### REQUIRED TASKS
[a] List each improper practice that the article on the Anti-Corruption Bureau's appeal to professional bodies reports as a concern.
[b] According to the article on the Anti-Corruption Bureau's appeal to professional bodies, what position does Egrita Ndala hold?
[c] Write the next part of the article on the Anti-Corruption Bureau's appeal to professional bodies, continuing after its final sentence.

-- EXERCISE TEXT follows --

The Anti-Corruption Bureau (ACB) has appealed to professional bodies to ensure their members are discharging their duties ethically, and avoid being found on the wrong side of the law.
The ACB’s call comes amid concerns from government that there are some unauthorised medical personnel that have continued to issue medical reports for compensation claims by injured workers under the Workers’ Compensation Act.
Some legal practitioners were also named as collaborators in the scheme, which is feared to be deeply entrenched. In worst case scenario, some lawyers are accused of taking matters to court without instructions from the injured workers.
ACB principal public relations officer Egrita Ndala, in a response to a questionnaire this week, said the bureau was aware of the view that the professional bodies were supposed to ensure that their members act professionally.
“The relevant [professional] bodies should take action against their members who may be involved in the unethical conduct,” she said.
Ndala said, with no names mentioned [in the recent claims], it would be difficult for the ACB to move in on the matter.
In the same vein, some quarters well versed in law have complained about judge-shopping, which they say happens when lawyers take their matters to a particular registry of the High Court of Malawi.

-- EXERCISE TEXT concluded --
-- INPUT DATA follows --

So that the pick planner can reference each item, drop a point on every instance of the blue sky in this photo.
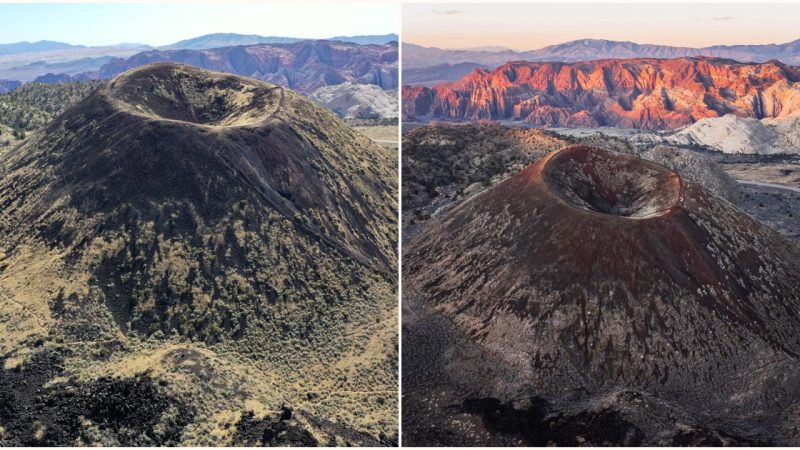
(530, 26)
(161, 24)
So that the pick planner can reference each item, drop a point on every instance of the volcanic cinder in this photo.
(203, 247)
(601, 281)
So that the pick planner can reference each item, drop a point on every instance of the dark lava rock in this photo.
(133, 411)
(591, 273)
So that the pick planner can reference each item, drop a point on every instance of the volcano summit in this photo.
(609, 288)
(222, 244)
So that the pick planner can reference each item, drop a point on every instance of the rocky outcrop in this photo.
(634, 93)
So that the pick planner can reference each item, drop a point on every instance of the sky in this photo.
(161, 24)
(532, 26)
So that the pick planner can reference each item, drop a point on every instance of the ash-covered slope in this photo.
(591, 274)
(175, 207)
(628, 93)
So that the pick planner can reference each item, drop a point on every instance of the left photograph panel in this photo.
(199, 224)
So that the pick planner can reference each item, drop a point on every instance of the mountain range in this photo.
(303, 66)
(217, 40)
(25, 61)
(419, 57)
(641, 93)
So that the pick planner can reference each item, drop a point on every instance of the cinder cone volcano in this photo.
(591, 270)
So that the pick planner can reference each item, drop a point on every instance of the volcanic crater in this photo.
(186, 94)
(612, 183)
(591, 272)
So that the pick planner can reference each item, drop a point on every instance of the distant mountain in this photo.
(357, 101)
(30, 47)
(415, 56)
(368, 39)
(7, 86)
(303, 66)
(429, 76)
(217, 40)
(641, 93)
(486, 48)
(27, 66)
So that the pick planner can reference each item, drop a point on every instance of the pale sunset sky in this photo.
(165, 23)
(532, 26)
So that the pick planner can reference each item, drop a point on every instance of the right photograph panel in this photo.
(600, 224)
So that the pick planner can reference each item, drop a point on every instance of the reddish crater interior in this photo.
(611, 183)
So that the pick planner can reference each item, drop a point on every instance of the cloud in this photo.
(448, 12)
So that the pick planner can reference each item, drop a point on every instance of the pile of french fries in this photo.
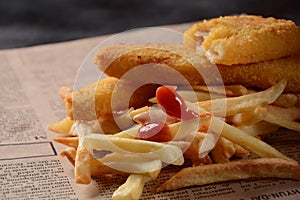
(218, 144)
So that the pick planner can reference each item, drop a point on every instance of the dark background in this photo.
(32, 22)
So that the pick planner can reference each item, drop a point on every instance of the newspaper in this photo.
(30, 164)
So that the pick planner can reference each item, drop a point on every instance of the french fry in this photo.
(235, 170)
(193, 151)
(96, 167)
(278, 120)
(223, 151)
(240, 151)
(250, 143)
(246, 118)
(260, 128)
(244, 103)
(166, 153)
(286, 100)
(132, 188)
(64, 92)
(83, 157)
(69, 141)
(82, 165)
(132, 163)
(228, 90)
(70, 153)
(62, 127)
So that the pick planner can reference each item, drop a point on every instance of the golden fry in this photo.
(62, 127)
(223, 151)
(235, 170)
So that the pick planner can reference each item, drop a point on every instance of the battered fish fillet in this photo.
(118, 59)
(244, 39)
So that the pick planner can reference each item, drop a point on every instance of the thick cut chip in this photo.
(235, 170)
(64, 126)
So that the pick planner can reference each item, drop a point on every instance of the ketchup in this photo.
(173, 104)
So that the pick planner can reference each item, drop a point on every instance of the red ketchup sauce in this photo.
(174, 105)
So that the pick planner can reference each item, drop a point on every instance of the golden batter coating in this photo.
(265, 74)
(244, 39)
(118, 59)
(100, 99)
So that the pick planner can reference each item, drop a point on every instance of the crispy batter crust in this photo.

-- INPUT DATA concluded --

### RESPONSES FOR EACH TASK
[a]
- Unauthorized medical personnel issuing medical reports for compensation claims by injured workers under the Workers' Compensation Act
- Legal practitioners acting as collaborators in that scheme
- Lawyers taking matters to court without instructions from the injured workers
- Judge-shopping, in which lawyers take their matters to a particular registry of the High Court of Malawi

[b] She is the ACB's principal public relations officer.

[c]
But the Malawi Supreme Court of Appeal and High Court of Malawi registrar Gladys Gondwe said, in a response to a questionnaire, that judge-shopping is unacceptable.
“But we know there are instances where owing to physical proximity or the quest for expeditious disposal of their matters, parties have registered matters in other registries than where they are otherwise expected to.
“With regard to the claims at hand, I am yet to ascertain if we have any formal communication from the Ministry [of Labour] or any concerned people on record,” she said.
Ministry of Labour spokesperson Christina Mkutumula told our sister newspaper, The Nation, a few days ago that despite a concern her ministry raised more than three months ago against unauthorised medical personnel and some lawyers conniving to defraud employers, the malpractice continues.
Government, through Ministry of Labour, issued a press statement alerting the public that there was a scheme aimed at defrauding employers and insurance companies.
Mkutumula, in a written response, said realising that the problem still existed; the ministry wanted to tackle it holistically by introducing a Workers’ Compensation Fund.
“The ministry believes that the introduction of the fund will address most of the challenges the current system is facing,” she said.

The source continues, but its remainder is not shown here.